• 14/12/2024 00:00

Lisboa antigua y señorial

Lisboa, la capital portuguesa, con su elegante forma de un enorme anfiteatro de techos rojos y domos blancos en la ribera norte del río Tajo, mira con orgullo hacia su desembocadura y tiene, por tanto, todo ese encanto nacional y cosmopolita de haber sido la cabecera y corona de un gran imperio mundial, como lo fue Portugal por varios siglos.

Su hermosura recae como un grandioso manto real sobre sus siete colinas, multiplicadas en innumerables calles empedradas y empinadas que suben y bajan con el flujo de gentes de muchas nacionalidades y colores, tal como su río Tajo que se rinde humildemente frente a ella, ante el mar Atlántico.

(Actividades):
**a)** Enumere, sin repeticiones, todos los nombres propios de lugares geográficos que aparecen en el texto sobre Lisboa.
**b)** Transcriba literalmente el fragmento del texto sobre Lisboa comprendido entre "Lisboa, la capital" y "por varios siglos.", ambos inclusive.
Los datos que siguen constituyen un material aparte, independiente del texto sobre Lisboa.

(Material proporcionado):
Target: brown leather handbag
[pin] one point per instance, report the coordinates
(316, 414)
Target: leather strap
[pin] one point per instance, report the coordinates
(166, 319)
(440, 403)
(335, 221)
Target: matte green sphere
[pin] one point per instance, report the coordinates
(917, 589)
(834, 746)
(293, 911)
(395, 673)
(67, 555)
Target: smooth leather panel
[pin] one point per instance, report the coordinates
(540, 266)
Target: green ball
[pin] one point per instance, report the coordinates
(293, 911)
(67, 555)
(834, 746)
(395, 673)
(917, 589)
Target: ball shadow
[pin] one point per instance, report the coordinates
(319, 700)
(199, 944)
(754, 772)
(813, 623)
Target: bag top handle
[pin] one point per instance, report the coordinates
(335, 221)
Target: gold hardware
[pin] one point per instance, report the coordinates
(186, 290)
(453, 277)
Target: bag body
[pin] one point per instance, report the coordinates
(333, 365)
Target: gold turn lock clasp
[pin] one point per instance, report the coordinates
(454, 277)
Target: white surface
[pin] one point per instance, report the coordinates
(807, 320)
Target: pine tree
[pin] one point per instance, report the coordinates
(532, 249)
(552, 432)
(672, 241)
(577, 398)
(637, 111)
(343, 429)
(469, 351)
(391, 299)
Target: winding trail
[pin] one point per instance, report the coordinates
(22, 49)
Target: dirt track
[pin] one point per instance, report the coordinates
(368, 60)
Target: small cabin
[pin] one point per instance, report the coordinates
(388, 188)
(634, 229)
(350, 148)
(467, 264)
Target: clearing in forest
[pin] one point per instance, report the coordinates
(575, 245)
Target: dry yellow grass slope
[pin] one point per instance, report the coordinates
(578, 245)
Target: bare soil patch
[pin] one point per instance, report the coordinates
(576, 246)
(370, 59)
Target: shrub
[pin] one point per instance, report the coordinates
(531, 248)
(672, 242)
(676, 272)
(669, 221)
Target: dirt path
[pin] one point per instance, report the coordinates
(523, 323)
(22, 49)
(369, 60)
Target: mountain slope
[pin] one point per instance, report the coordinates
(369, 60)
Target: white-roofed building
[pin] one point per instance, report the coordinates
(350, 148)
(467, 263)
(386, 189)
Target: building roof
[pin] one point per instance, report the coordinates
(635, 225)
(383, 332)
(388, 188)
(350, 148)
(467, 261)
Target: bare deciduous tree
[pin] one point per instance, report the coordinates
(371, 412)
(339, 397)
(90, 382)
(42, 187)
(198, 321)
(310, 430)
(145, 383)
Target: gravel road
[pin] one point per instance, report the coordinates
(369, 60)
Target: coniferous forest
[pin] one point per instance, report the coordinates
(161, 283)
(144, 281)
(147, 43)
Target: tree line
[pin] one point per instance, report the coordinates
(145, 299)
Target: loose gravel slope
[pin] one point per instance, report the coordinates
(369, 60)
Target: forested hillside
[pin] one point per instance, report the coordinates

(Respuestas en orden):
**a)** Lisboa, río Tajo, Portugal, mar Atlántico

**b)**
Lisboa, la capital portuguesa, con su elegante forma de un enorme anfiteatro de techos rojos y domos blancos en la ribera norte del río Tajo, mira con orgullo hacia su desembocadura y tiene, por tanto, todo ese encanto nacional y cosmopolita de haber sido la cabecera y corona de un gran imperio mundial, como lo fue Portugal por varios siglos.